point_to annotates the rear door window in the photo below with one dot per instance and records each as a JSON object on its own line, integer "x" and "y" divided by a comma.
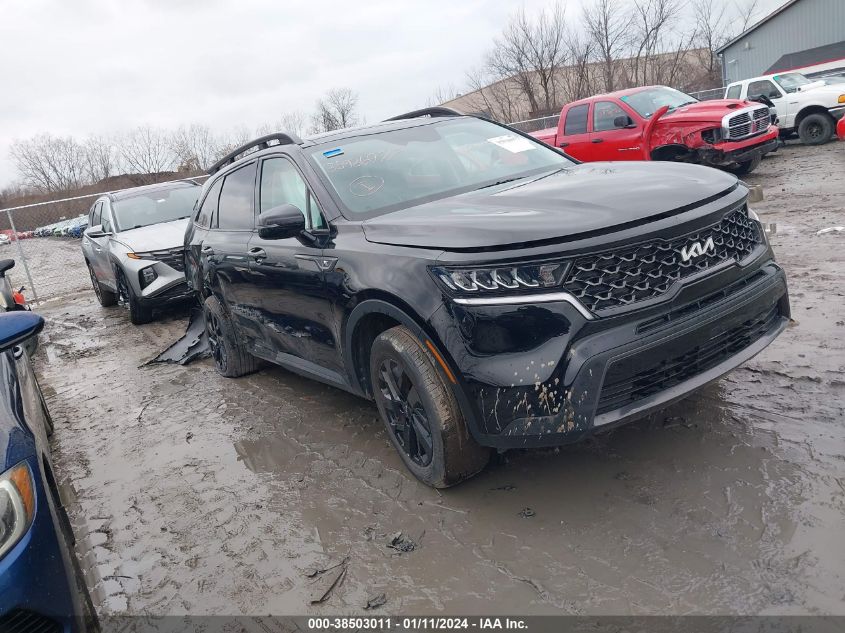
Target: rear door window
{"x": 208, "y": 209}
{"x": 281, "y": 183}
{"x": 236, "y": 209}
{"x": 605, "y": 114}
{"x": 576, "y": 120}
{"x": 96, "y": 214}
{"x": 764, "y": 88}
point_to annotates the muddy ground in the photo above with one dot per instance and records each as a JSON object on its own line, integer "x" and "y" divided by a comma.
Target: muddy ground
{"x": 192, "y": 493}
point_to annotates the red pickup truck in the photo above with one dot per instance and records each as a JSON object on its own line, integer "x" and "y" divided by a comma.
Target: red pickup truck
{"x": 661, "y": 123}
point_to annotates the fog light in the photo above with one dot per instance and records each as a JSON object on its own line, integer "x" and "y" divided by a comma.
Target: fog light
{"x": 147, "y": 276}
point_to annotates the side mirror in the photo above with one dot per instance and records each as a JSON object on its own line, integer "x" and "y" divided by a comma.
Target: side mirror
{"x": 17, "y": 327}
{"x": 97, "y": 232}
{"x": 623, "y": 121}
{"x": 280, "y": 222}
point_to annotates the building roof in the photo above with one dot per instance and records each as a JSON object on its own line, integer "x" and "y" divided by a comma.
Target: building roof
{"x": 756, "y": 26}
{"x": 140, "y": 191}
{"x": 810, "y": 57}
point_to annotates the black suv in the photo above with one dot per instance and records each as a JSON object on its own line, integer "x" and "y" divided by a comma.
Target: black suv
{"x": 483, "y": 288}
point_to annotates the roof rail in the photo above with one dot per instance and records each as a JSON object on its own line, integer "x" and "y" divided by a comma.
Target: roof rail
{"x": 432, "y": 112}
{"x": 261, "y": 143}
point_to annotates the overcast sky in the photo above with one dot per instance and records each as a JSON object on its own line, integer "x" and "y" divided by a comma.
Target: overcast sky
{"x": 77, "y": 67}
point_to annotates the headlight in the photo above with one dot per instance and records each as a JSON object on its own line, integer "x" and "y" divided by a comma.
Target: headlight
{"x": 146, "y": 276}
{"x": 17, "y": 505}
{"x": 503, "y": 279}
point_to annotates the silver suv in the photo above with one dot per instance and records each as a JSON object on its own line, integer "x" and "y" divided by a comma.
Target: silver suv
{"x": 133, "y": 246}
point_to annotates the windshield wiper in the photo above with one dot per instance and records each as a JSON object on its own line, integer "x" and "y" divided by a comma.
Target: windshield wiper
{"x": 501, "y": 182}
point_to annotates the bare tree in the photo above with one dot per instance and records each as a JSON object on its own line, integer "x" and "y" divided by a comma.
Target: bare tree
{"x": 500, "y": 99}
{"x": 195, "y": 147}
{"x": 50, "y": 163}
{"x": 529, "y": 52}
{"x": 147, "y": 151}
{"x": 101, "y": 160}
{"x": 335, "y": 111}
{"x": 651, "y": 19}
{"x": 577, "y": 80}
{"x": 293, "y": 121}
{"x": 607, "y": 24}
{"x": 443, "y": 94}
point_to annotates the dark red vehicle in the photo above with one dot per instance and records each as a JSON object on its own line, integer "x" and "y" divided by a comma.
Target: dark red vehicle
{"x": 661, "y": 123}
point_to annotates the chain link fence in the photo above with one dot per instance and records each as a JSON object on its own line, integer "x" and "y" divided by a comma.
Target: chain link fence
{"x": 534, "y": 125}
{"x": 45, "y": 240}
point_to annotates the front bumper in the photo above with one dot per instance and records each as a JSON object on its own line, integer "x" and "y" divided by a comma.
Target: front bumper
{"x": 732, "y": 153}
{"x": 564, "y": 377}
{"x": 37, "y": 583}
{"x": 174, "y": 292}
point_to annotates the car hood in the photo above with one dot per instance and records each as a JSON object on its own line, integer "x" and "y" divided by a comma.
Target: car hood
{"x": 155, "y": 236}
{"x": 706, "y": 110}
{"x": 582, "y": 199}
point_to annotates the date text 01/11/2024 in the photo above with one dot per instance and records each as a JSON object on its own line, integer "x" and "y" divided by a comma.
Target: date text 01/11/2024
{"x": 415, "y": 624}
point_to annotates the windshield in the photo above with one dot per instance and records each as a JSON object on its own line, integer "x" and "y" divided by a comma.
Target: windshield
{"x": 647, "y": 102}
{"x": 791, "y": 81}
{"x": 392, "y": 170}
{"x": 154, "y": 207}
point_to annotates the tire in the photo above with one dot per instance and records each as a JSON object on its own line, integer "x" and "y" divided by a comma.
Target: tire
{"x": 230, "y": 355}
{"x": 138, "y": 314}
{"x": 815, "y": 129}
{"x": 745, "y": 167}
{"x": 106, "y": 297}
{"x": 420, "y": 412}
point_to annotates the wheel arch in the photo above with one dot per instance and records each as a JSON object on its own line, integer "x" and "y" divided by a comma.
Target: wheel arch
{"x": 671, "y": 152}
{"x": 375, "y": 313}
{"x": 385, "y": 310}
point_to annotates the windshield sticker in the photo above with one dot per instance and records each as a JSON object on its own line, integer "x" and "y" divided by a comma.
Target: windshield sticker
{"x": 513, "y": 144}
{"x": 366, "y": 186}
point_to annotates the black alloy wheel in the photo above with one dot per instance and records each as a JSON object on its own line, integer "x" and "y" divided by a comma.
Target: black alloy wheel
{"x": 406, "y": 415}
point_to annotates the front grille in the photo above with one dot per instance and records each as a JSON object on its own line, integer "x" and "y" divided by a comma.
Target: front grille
{"x": 627, "y": 382}
{"x": 173, "y": 257}
{"x": 626, "y": 276}
{"x": 22, "y": 621}
{"x": 747, "y": 123}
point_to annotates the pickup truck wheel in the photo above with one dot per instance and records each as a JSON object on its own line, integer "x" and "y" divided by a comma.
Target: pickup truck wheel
{"x": 138, "y": 314}
{"x": 745, "y": 167}
{"x": 815, "y": 129}
{"x": 420, "y": 413}
{"x": 106, "y": 297}
{"x": 231, "y": 359}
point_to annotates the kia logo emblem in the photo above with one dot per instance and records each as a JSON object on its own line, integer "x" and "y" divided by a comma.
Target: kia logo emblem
{"x": 697, "y": 249}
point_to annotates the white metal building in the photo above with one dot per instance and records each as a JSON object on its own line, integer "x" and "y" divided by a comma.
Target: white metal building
{"x": 807, "y": 36}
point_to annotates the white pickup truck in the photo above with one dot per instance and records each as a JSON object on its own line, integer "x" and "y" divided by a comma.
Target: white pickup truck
{"x": 808, "y": 107}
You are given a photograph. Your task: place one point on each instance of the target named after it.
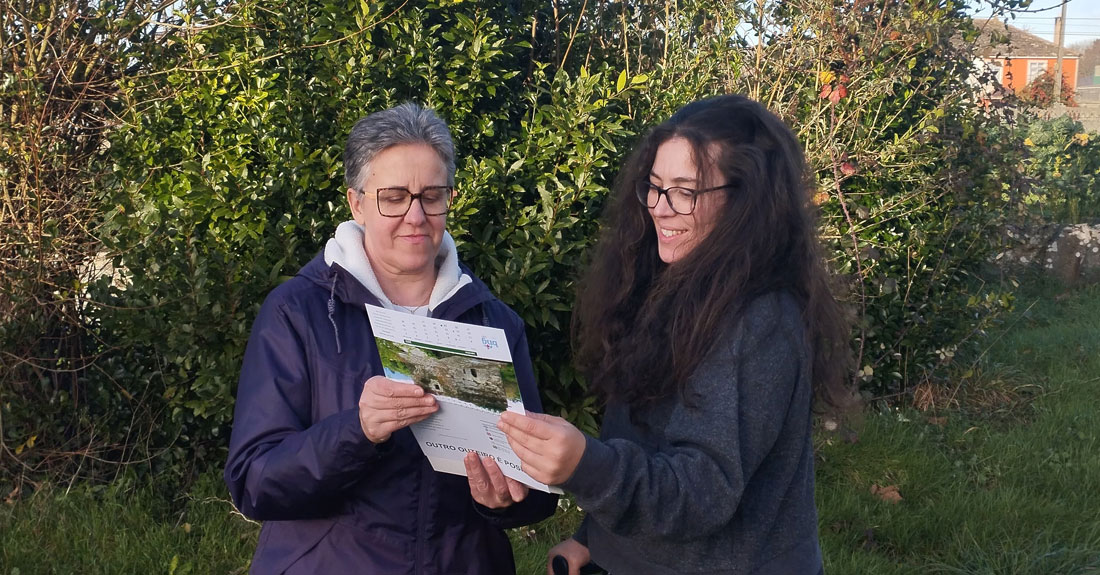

+---+

## YOUR INSTRUCTIONS
For this exercise, please output exactly the lines above starting at the line with "Target: roof rail" and ending at the line with "point_to annotates the bare", ends included.

## SOLVED PROBLEM
Target: roof rail
{"x": 432, "y": 112}
{"x": 261, "y": 143}
point_to annotates the overcast sky in the photo above with one dot per instance and records each as a JSON object on its own line, integer "x" and "y" divided by a comma.
Target: overcast sky
{"x": 77, "y": 67}
point_to annotates the headlight in the photo above with one dot per instance and records each as a JSON object on its own line, integer "x" and "y" divided by a comma.
Target: headlight
{"x": 146, "y": 276}
{"x": 17, "y": 505}
{"x": 503, "y": 279}
point_to annotates the silver suv in the photo above with one dot per instance and records each as a JSON object on its own line, integer "x" and "y" divided by a comma.
Target: silver suv
{"x": 133, "y": 246}
point_to annotates the windshield wiper in the photo above with one dot per instance and records each as a JSON object on its own line, integer "x" and "y" divided by a comma.
Target: windshield wiper
{"x": 501, "y": 182}
point_to annotates the bare tree in the photo above with one dot per instance and records each as a JSON object on its own line, integer "x" and "y" divided by a comma.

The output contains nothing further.